Terceira Margem – Parte DXXXIX - Boa Vista – AC 01 (12.08.2019)


Rio Branco (12.08.2019) - Gente de Opinião
Rio Branco (12.08.2019)

Bagé, 25.01.2023

 


Um Sopro de Vida (Pulsações)

(Clarice Lispector)

Meu Deus, me dê a coragem de viver trezentos e sessenta e cinco dias e noites, todos vazios de Tua presença.

Me dê a coragem de considerar esse vazio como uma plenitude.

Faça com que eu seja a Tua amante humilde, entrelaçada a Ti em êxtase.

Faça com que eu possa falar com este vazio tremendo e receber como resposta o amor materno que nutre e embala.

Faça com que eu tenha a coragem de Te amar, sem odiar as Tuas ofensas à minha alma e ao meu corpo.

Faça com que a solidão não me destrua.

**Tarefas escritas**
1 – Copie sem alterações a parte do trecho entre "Faça com que eu seja" e "ao meu corpo.", inclusive.
2 – De acordo com o trecho, quantos dias e noites são mencionados no pedido de coragem para viver?
3 – Liste todas as frases do trecho que começam com "Faça com que".

**Trechos das entradas**
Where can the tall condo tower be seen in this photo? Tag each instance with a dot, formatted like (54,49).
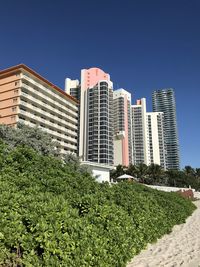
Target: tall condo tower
(96,115)
(164,101)
(148,135)
(27,97)
(122,127)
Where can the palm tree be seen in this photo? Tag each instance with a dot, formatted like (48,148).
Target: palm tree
(155,172)
(117,172)
(188,170)
(141,171)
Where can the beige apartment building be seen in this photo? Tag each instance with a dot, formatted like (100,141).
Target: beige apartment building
(27,97)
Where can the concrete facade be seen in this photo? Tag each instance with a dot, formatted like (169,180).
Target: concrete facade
(27,97)
(122,127)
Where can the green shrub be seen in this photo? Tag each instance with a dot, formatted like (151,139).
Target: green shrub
(52,215)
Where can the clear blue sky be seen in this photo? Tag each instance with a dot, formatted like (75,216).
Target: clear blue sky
(142,44)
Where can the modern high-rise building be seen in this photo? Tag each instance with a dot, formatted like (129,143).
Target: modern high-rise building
(139,132)
(164,101)
(148,135)
(95,93)
(27,97)
(155,139)
(122,127)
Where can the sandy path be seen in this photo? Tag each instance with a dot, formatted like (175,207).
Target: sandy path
(180,248)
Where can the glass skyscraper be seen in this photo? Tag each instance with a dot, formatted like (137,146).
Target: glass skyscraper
(164,101)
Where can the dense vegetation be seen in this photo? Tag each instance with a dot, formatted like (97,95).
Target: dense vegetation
(52,213)
(155,175)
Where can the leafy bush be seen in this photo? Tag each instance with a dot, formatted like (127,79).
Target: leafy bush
(51,214)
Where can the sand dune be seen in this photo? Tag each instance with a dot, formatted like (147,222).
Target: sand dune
(180,248)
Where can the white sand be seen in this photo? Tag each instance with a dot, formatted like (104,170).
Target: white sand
(180,248)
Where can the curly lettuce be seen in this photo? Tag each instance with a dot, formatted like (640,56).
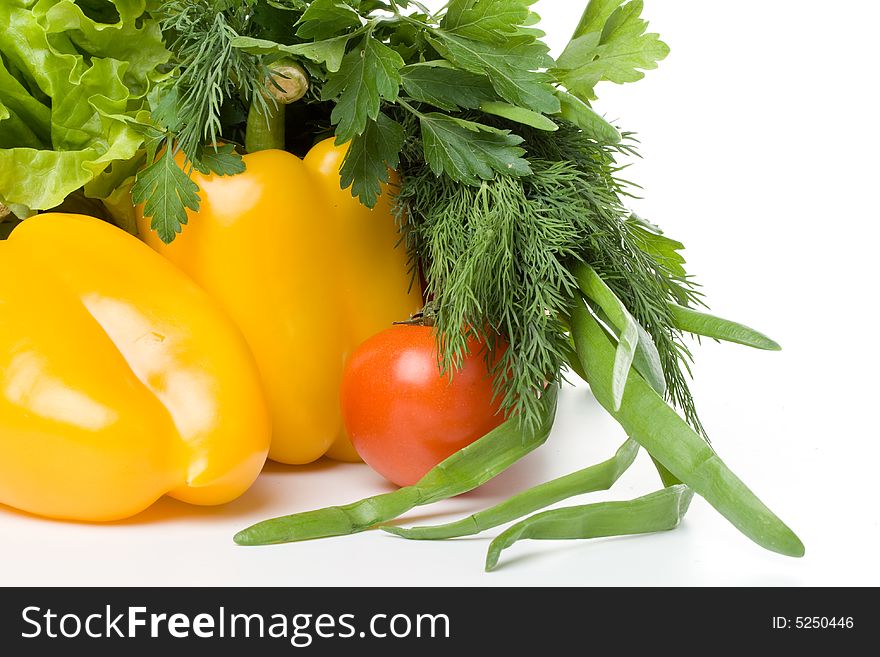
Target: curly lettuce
(74,80)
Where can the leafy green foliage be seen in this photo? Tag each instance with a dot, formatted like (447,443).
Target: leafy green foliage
(511,68)
(362,169)
(73,89)
(222,160)
(167,192)
(498,260)
(470,152)
(324,19)
(447,88)
(611,43)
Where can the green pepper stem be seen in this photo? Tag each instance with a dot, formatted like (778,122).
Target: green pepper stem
(265,129)
(287,83)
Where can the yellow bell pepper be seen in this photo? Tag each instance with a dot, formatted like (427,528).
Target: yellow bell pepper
(306,272)
(120,380)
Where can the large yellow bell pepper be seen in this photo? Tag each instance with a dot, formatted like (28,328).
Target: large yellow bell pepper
(308,274)
(120,380)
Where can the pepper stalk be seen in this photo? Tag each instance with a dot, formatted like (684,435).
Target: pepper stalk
(286,84)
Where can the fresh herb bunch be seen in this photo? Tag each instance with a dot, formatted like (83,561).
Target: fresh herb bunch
(498,261)
(483,55)
(509,176)
(369,61)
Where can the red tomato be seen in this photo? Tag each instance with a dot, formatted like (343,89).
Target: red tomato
(403,416)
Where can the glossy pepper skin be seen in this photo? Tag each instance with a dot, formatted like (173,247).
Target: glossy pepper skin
(120,380)
(306,272)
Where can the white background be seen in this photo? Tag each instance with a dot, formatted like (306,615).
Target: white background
(760,142)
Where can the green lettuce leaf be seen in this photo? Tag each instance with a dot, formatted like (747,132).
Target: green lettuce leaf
(73,93)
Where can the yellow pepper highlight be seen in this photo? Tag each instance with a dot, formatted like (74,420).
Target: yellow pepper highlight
(120,380)
(306,272)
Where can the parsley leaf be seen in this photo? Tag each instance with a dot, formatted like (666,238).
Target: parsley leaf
(446,88)
(223,161)
(167,192)
(610,44)
(369,74)
(327,18)
(486,20)
(370,156)
(512,67)
(470,152)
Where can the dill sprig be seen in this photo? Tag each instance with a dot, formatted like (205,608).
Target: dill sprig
(497,261)
(211,69)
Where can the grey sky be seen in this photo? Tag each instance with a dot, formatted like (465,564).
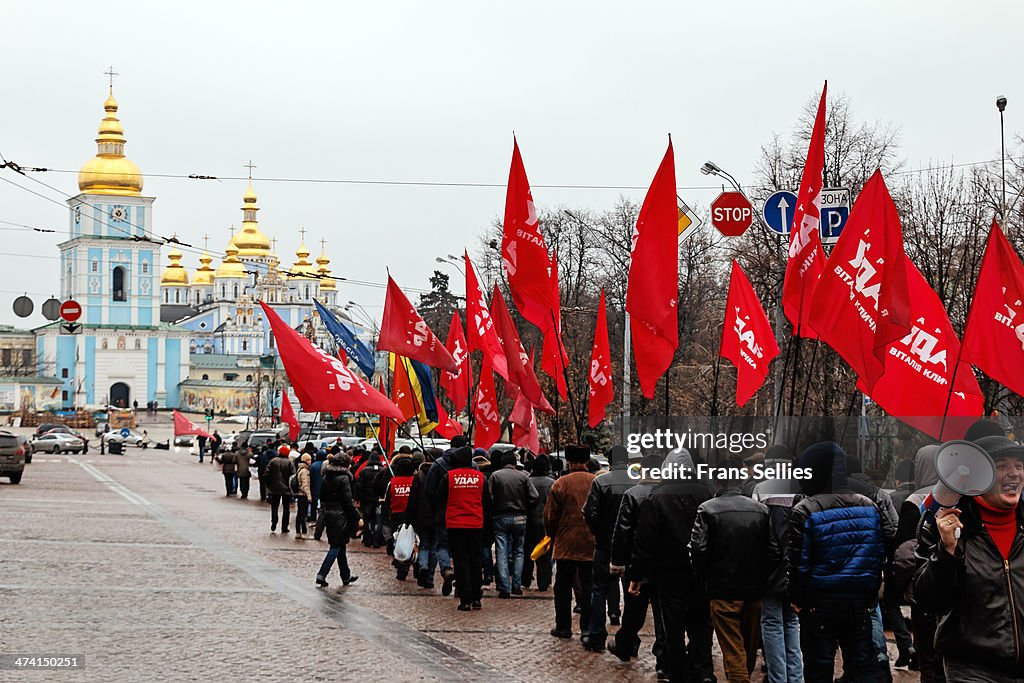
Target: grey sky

**Respostas**
1 –
Faça com que eu seja a Tua amante humilde, entrelaçada a Ti em êxtase.

Faça com que eu possa falar com este vazio tremendo e receber como resposta o amor materno que nutre e embala.

Faça com que eu tenha a coragem de Te amar, sem odiar as Tuas ofensas à minha alma e ao meu corpo.

2 – Trezentos e sessenta e cinco dias e noites.

3 –
- Faça com que eu seja a Tua amante humilde, entrelaçada a Ti em êxtase.
- Faça com que eu possa falar com este vazio tremendo e receber como resposta o amor materno que nutre e embala.
- Faça com que eu tenha a coragem de Te amar, sem odiar as Tuas ofensas à minha alma e ao meu corpo.
- Faça com que a solidão não me destrua.